** Prompt **
What are the lines, written out exactly, from the one containing "of the coral" to the end of the entries below? Include both ends and nothing more.

** Data under study **
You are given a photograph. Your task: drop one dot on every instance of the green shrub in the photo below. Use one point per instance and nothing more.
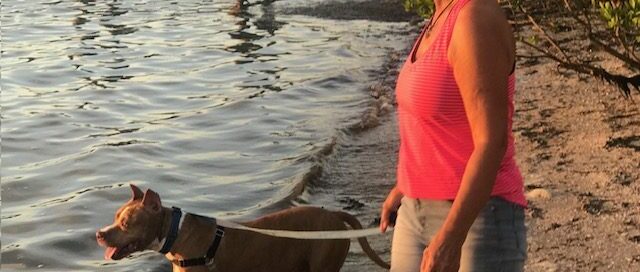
(424, 8)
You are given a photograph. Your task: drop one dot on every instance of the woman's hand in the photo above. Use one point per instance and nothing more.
(442, 254)
(390, 205)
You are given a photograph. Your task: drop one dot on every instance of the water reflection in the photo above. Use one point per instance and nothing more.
(252, 42)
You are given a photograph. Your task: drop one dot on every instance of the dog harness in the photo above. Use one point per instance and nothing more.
(207, 259)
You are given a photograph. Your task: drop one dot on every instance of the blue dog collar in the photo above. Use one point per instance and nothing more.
(176, 215)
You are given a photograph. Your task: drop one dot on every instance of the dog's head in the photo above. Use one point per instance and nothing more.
(137, 226)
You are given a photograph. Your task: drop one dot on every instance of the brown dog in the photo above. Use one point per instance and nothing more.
(144, 224)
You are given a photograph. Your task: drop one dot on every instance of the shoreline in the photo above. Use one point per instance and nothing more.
(577, 143)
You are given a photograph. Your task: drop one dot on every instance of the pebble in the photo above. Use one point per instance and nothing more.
(538, 193)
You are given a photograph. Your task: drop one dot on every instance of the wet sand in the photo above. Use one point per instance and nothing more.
(578, 144)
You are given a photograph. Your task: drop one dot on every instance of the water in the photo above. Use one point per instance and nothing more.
(224, 110)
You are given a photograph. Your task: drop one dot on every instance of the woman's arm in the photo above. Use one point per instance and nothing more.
(481, 54)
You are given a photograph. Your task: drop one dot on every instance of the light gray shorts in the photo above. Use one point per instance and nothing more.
(497, 240)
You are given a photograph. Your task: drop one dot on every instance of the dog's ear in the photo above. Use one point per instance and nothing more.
(151, 201)
(136, 193)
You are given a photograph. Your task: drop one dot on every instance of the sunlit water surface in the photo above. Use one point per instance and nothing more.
(221, 110)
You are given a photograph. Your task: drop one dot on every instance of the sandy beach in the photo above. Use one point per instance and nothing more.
(578, 144)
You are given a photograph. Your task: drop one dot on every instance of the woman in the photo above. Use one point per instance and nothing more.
(461, 191)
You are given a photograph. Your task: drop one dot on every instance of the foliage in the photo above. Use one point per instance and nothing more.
(558, 30)
(424, 8)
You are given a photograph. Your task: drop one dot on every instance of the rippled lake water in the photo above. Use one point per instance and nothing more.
(223, 109)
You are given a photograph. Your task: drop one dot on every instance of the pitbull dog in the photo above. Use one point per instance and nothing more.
(196, 243)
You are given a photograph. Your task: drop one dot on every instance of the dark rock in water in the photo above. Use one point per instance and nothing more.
(351, 204)
(374, 10)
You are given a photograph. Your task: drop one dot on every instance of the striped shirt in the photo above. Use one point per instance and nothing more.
(435, 136)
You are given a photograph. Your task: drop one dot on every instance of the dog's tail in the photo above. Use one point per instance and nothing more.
(355, 224)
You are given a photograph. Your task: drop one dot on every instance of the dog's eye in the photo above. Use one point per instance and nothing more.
(124, 225)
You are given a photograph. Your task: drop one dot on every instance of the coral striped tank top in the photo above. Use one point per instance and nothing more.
(435, 137)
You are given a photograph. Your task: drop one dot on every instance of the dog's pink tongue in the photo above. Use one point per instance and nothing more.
(109, 252)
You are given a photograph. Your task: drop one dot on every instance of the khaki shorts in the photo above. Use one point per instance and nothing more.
(496, 242)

** Output for this task **
You are given a photograph. Your task: drop one dot on every instance of the coral striped tank top in the photo above. Use one point per instance and nothing more.
(435, 137)
You are given a photograph. Your task: drop one dot on every instance of the dog's pink tongue in the photo above. Use one point per instance and nothing more.
(109, 252)
You are given a photograph. Your task: drop one dot on every instance of the khaki shorts in the photo above. Use one point per instance and nothing more.
(496, 242)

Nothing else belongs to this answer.